- [Excerto]
____

A Torcida do Atlético Nacional de Medellin compôs o seguinte cântico ontem:
“Que lo escuchen
En todo el continente
Siempre recordaremos
Campeon al Chapecoense #ForçaChape”
Ao ouvi-lo não pude deixar de me emocionar. Porque tem uma enormidade esse canto, essa torcida e esse clube que transforma tudo em pequenez, todos em menores, e isso é bom, porque essa percepção de consciente pequenez nos permite o aprendizado da melhora.
Aliás, salvo pontuais exemplos de estupidez cotidiana tudo o que envolveu a tragédia com a Chapecoense nos ensinou mundialmente caminhos de melhoria e transformação humanas poucas vezes vistos na história da humanidade.
O que vai permanecer vivo depois do período de luto não sabemos, podemos apenas rezar para que as diversas lições em inglês, francês, português, alemão, árabe, chinês, japonês, espanhol, etc permeie uma renovação no humanismo que fez o mundo um tanto melhor nos últimos séculos.
Sabemos que o mundo tem a velha mania de nos surpreender negativamente, e está aí Trump para não nos desmentir, mas vá lá, quem sabe, episódios traumáticos como esses nos renovem enquanto pessoas.
Não é todo dia no velho e violento esporte bretão que uma equipe solicita à confederação para perder um título e que esse seja atribuído ao adversário abatido por uma tragédia, vamos combinar.
Não é todo dia que brasileiros, das nacionalidades mais egoístas do planisfério, apoiam coletivamente o renascimento de uma equipe que o senso comum colocaria como “Pequena” em nome de nossa estrutural hierarquização e não só, de forma sensível e solidária se colocam exigindo que seus clubes auxiliem concretamente a Chapecoense, inclusive negativando no SPC moral os presidentes e dirigentes que não respeitaram a dor coletiva.
Aprendemos que existe saída nos últimos dois dias e não faço nenhum malabarismo pra incluir a contratação de Abel pelo Fluminense como parte disso.
Por quê? Abel tem trocentos defeitos, mas falta de amor pela vida, pelo Fluminense e pelo futebol não falta naquele corpanzil.
E não só, Abel é ético como poucos, é humano, é vivo, é bom. Nem precisa ser brilhante pra sacar disso.
Abel é dos poucos caras que se expõe com uma coragem do tamanho de seu corpo para exprimir amor, raiva, dor, mágoa.

____

- [Instrução a] Conte quantas linhas dos dados contêm a palavra "rule", levando em conta maiúsculas e minúsculas, e responda apenas com o número.
O excerto acima e as linhas que vêm a seguir são materiais independentes entre si.

- [Dados fornecidos]
____

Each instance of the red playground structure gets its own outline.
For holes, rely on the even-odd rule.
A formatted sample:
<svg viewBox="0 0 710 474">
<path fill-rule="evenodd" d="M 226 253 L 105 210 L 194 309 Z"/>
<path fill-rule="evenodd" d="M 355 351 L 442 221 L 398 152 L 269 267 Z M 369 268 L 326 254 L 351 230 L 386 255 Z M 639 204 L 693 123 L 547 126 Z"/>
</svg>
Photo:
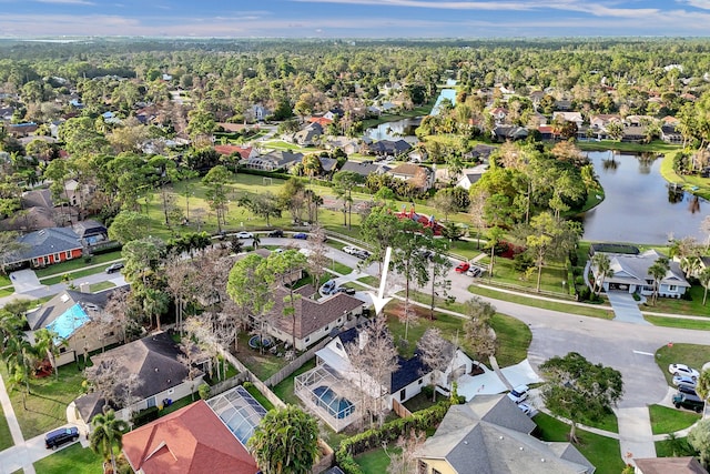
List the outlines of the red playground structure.
<svg viewBox="0 0 710 474">
<path fill-rule="evenodd" d="M 442 224 L 436 222 L 434 215 L 420 214 L 414 211 L 414 204 L 409 208 L 409 211 L 406 210 L 406 205 L 402 206 L 402 211 L 395 212 L 395 215 L 399 219 L 412 219 L 414 222 L 418 222 L 425 229 L 432 229 L 434 235 L 442 235 L 442 230 L 444 229 Z"/>
</svg>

____

- [Instrução b] Traduza para o inglês esta frase do excerto sobre a Chapecoense: "Abel é dos poucos caras que se expõe com uma coragem do tamanho de seu corpo para exprimir amor, raiva, dor, mágoa."

- [Solução a] 4

- [Solução b] Abel is one of the few guys who put themselves out there with courage as big as his body to express love, anger, pain, hurt.